**Problems to solve**.
• A. Answer these questions using the Myanmar cyclone transcript:
(i) Which aid group warned that thousands of children in the country will starve without emergency food?
(ii) Roughly how many diplomats were given a tour of the devastation?
(iii) What kind of water does Villarosa say is flooding the area?
• B. From the Myanmar cyclone transcript, reproduce the part that opens with the words containing "U.S. Charge d'Affaires, Shari" and closes with "tour a show.".

From NPR News, this is WEEKEND EDITION. I'm Liane Hansen.

International outrage continues to grow over the way Myanmar's military regime is handling the aftermath of a major cyclone that struck more than two weeks ago. The aid group Save the Children is warning that thousands of children in the country will starve to death without emergency food.

U.S. Charge d'Affaires, Shari Villarosa was among 60 or so diplomats who were given a tour of the devastation yesterday. When we reached her today in the capital, Yangon, she called the tour a show.

Ms. SHARI VILLAROSA (U.S. Charge d'Affaires): I saw some tents, I saw some refugees. Sometimes in the tents I saw that they didn't exactly look lived in. A school where we went and we saw about 2,000 people, that did look like it was being lived in.

HANSEN: Were you able to see any other places? I mean, what does it look like on the ground there?

Ms. VILLAROSA: Well, we flew over and so because we're pretty close to the ground so you could see how heavily flooded this area still is. And that's salt water, so that is destroying the land, which is prime rice-growing area and it's contaminated all the freshwater ponds that people depend on for bathing and drinking.

**Record set**.
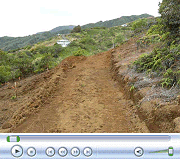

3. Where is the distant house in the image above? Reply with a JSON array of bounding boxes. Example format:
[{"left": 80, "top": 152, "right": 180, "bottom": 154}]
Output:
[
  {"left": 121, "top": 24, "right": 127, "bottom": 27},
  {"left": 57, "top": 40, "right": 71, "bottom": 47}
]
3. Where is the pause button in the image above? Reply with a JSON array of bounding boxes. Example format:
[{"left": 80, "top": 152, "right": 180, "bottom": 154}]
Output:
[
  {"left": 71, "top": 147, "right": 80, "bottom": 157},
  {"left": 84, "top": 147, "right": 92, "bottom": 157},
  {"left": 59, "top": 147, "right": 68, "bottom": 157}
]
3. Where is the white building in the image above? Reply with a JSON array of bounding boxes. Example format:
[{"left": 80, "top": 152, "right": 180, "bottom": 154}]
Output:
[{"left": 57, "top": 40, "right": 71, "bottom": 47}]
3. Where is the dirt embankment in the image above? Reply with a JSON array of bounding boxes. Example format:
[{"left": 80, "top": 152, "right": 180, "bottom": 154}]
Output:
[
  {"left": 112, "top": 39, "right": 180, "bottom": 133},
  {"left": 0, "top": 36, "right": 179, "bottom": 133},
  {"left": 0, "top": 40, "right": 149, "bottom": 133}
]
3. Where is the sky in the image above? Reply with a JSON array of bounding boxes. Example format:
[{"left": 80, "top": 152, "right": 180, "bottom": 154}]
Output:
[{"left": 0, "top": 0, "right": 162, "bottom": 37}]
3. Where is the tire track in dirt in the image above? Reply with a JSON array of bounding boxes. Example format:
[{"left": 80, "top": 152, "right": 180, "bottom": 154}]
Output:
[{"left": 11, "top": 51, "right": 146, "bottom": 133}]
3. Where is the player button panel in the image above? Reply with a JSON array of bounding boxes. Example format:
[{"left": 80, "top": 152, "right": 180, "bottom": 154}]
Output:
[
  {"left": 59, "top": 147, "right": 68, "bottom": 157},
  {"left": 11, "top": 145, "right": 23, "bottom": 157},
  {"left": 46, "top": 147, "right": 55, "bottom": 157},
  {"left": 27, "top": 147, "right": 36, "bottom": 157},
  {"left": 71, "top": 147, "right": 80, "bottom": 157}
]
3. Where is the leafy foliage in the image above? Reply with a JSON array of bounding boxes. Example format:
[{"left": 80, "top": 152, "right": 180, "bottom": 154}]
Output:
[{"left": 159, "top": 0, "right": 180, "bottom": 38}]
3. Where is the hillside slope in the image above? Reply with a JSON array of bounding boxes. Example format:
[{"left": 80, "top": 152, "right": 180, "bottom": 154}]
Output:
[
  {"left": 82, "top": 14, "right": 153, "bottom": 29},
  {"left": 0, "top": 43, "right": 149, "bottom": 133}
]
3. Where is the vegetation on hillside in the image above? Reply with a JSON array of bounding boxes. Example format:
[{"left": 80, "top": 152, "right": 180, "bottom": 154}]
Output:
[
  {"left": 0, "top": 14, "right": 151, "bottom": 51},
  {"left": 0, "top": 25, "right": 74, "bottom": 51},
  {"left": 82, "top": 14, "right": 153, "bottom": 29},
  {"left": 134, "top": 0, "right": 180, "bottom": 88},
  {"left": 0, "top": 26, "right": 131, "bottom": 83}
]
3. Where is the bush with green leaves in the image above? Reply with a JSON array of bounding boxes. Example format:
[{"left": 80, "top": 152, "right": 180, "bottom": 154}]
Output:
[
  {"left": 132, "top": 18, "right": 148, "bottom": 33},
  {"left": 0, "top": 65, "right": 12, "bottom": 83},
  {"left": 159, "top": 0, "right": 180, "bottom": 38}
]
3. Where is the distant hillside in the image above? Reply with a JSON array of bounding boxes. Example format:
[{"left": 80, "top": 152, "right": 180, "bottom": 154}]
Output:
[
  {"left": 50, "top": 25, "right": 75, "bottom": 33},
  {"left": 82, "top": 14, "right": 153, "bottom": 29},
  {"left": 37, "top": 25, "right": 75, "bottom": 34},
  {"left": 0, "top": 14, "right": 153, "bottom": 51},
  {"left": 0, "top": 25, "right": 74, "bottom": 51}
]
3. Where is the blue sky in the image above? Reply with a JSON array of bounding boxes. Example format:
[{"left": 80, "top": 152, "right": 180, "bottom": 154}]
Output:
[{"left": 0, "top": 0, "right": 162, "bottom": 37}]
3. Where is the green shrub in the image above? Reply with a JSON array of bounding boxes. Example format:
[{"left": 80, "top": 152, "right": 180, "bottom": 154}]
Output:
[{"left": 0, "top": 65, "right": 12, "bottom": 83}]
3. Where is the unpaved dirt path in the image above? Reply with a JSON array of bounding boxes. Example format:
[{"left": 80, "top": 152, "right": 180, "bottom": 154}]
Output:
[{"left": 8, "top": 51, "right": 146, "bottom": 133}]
* * *
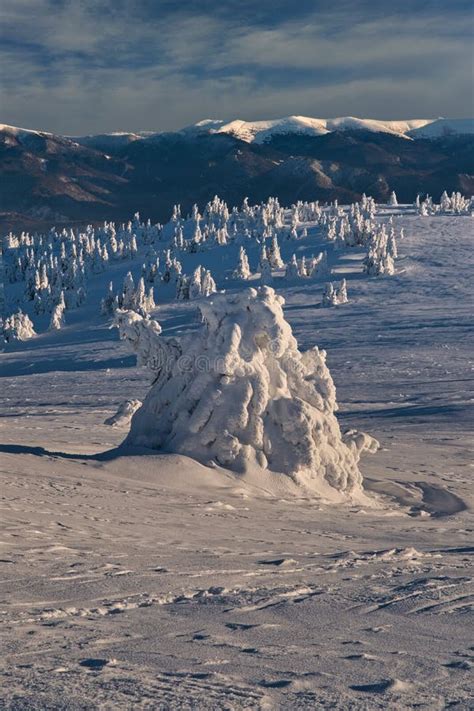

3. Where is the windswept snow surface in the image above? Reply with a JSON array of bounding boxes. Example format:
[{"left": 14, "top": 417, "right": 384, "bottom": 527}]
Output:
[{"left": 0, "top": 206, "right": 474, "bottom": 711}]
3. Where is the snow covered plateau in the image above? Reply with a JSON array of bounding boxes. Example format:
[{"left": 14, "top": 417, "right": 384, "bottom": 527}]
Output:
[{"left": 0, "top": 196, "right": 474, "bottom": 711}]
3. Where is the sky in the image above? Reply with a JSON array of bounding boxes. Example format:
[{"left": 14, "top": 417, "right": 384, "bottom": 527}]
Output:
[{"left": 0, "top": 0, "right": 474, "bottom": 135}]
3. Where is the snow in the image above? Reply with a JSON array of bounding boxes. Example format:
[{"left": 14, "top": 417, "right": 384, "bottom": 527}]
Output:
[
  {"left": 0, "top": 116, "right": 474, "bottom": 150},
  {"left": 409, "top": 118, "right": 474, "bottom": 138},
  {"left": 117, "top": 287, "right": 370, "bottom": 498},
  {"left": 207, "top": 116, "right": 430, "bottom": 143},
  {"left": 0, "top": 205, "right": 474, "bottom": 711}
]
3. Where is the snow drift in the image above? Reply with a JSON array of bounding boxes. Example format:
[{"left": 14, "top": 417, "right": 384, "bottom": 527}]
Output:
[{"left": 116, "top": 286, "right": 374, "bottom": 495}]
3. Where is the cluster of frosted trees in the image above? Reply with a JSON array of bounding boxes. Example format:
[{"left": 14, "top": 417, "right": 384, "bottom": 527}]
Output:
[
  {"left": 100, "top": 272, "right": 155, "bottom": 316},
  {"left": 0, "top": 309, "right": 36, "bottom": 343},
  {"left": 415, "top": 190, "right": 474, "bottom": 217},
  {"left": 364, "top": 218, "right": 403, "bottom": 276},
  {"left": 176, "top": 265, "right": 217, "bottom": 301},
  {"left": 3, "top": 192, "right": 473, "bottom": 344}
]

**Exercise answers**.
• A.
(i) Save the Children
(ii) 60 or so
(iii) Salt water

• B.
U.S. Charge d'Affaires, Shari Villarosa was among 60 or so diplomats who were given a tour of the devastation yesterday. When we reached her today in the capital, Yangon, she called the tour a show.